→ **REQUIRED WORK**:
Please gather every line in the items below that contains the word "lava" and list those lines.
--- RECORDED INFORMATION ---
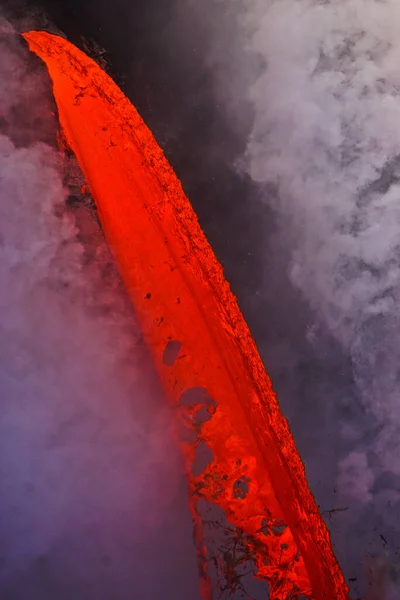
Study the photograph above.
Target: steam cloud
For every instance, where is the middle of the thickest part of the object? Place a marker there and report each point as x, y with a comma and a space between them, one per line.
92, 498
319, 83
326, 143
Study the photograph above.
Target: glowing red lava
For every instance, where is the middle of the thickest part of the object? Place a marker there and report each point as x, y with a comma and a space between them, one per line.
196, 333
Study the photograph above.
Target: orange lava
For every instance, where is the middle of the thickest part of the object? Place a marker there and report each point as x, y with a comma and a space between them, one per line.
196, 333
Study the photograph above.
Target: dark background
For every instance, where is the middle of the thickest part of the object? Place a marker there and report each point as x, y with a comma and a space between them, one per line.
159, 63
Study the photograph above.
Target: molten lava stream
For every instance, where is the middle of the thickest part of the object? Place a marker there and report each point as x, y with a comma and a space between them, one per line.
201, 345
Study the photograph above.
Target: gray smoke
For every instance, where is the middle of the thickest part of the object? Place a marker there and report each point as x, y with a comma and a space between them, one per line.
314, 88
326, 140
92, 494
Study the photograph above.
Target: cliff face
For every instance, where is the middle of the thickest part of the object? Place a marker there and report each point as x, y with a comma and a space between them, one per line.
202, 348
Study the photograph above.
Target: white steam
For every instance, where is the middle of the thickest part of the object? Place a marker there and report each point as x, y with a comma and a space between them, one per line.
326, 136
92, 503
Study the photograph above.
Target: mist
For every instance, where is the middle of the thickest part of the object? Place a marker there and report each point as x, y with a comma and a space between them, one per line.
311, 90
281, 119
325, 142
93, 500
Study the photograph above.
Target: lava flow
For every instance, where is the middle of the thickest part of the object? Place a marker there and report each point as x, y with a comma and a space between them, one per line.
205, 356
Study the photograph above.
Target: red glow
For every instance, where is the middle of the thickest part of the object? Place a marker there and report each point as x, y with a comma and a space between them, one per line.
179, 293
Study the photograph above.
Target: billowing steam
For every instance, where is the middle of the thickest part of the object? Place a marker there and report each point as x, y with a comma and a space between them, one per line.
319, 83
326, 143
92, 501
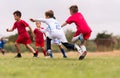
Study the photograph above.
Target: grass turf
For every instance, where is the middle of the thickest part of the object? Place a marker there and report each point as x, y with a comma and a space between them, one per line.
29, 67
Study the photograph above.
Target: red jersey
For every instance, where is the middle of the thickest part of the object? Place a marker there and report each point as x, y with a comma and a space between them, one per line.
23, 36
80, 22
39, 37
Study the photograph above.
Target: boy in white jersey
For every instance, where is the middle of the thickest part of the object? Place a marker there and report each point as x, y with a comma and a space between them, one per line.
55, 31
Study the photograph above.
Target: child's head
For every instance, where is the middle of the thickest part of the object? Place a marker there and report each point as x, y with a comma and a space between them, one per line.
49, 14
38, 24
17, 15
73, 9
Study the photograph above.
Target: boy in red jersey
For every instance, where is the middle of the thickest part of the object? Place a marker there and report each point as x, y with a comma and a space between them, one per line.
39, 38
83, 30
23, 36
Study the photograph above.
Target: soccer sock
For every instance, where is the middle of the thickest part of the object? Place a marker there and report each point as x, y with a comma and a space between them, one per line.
50, 53
63, 52
44, 52
36, 51
83, 48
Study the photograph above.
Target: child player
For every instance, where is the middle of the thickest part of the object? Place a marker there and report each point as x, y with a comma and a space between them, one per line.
2, 43
54, 31
39, 38
83, 30
23, 36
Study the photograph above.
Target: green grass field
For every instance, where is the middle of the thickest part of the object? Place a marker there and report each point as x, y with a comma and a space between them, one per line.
29, 67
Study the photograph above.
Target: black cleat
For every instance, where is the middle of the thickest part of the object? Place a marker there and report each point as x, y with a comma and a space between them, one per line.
83, 56
18, 55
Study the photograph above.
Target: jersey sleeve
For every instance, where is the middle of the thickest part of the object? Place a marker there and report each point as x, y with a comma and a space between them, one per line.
41, 20
69, 20
14, 26
25, 24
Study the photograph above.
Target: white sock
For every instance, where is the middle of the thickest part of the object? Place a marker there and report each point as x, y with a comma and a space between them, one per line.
83, 48
75, 38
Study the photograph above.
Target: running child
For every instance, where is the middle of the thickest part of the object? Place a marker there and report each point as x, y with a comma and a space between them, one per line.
2, 43
39, 38
83, 30
23, 36
54, 31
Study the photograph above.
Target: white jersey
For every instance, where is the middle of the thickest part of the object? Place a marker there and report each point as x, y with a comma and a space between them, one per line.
54, 29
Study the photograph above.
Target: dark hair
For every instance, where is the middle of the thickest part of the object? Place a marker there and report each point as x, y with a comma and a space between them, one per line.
18, 13
50, 13
74, 8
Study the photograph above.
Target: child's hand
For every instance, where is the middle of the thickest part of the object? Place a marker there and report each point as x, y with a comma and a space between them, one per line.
32, 20
7, 30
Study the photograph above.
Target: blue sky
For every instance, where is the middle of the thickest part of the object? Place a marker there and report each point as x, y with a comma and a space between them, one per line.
101, 15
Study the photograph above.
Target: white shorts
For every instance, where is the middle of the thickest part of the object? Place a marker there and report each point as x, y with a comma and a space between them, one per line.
57, 37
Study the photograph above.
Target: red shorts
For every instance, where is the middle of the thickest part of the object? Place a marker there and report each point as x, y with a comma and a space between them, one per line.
23, 39
41, 44
86, 36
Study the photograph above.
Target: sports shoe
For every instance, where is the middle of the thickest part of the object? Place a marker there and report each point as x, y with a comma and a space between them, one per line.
78, 48
81, 37
83, 55
18, 55
64, 56
49, 52
3, 52
35, 55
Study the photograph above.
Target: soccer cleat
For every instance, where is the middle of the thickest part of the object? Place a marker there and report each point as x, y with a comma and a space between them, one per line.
35, 55
64, 56
78, 48
3, 52
81, 37
49, 52
83, 55
18, 55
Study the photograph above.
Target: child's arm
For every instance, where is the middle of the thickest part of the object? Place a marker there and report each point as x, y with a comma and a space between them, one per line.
38, 20
9, 30
64, 24
31, 31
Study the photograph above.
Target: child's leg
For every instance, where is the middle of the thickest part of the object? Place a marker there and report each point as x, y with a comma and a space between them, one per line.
69, 46
80, 37
83, 43
48, 45
44, 51
3, 51
37, 50
62, 50
31, 49
17, 45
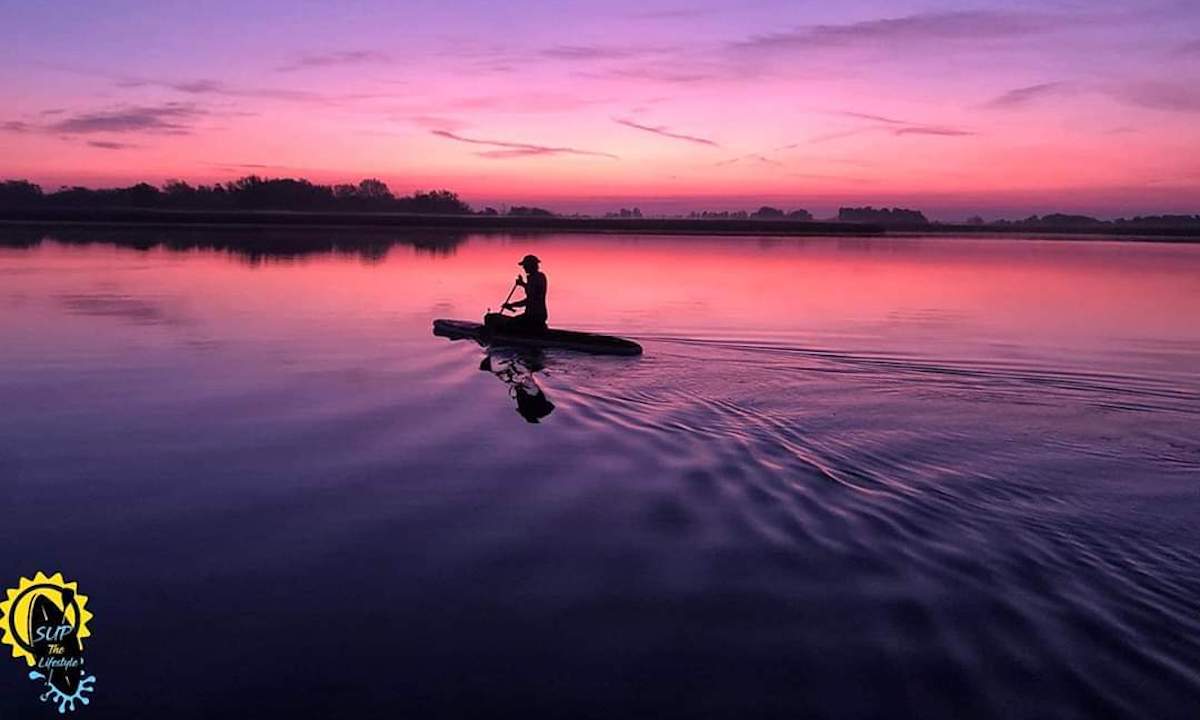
---
→ **OUTPUT OF THE TASK**:
Target: glowing red lava
Target: orange lava
Target: molten lava stream
Target: lava flow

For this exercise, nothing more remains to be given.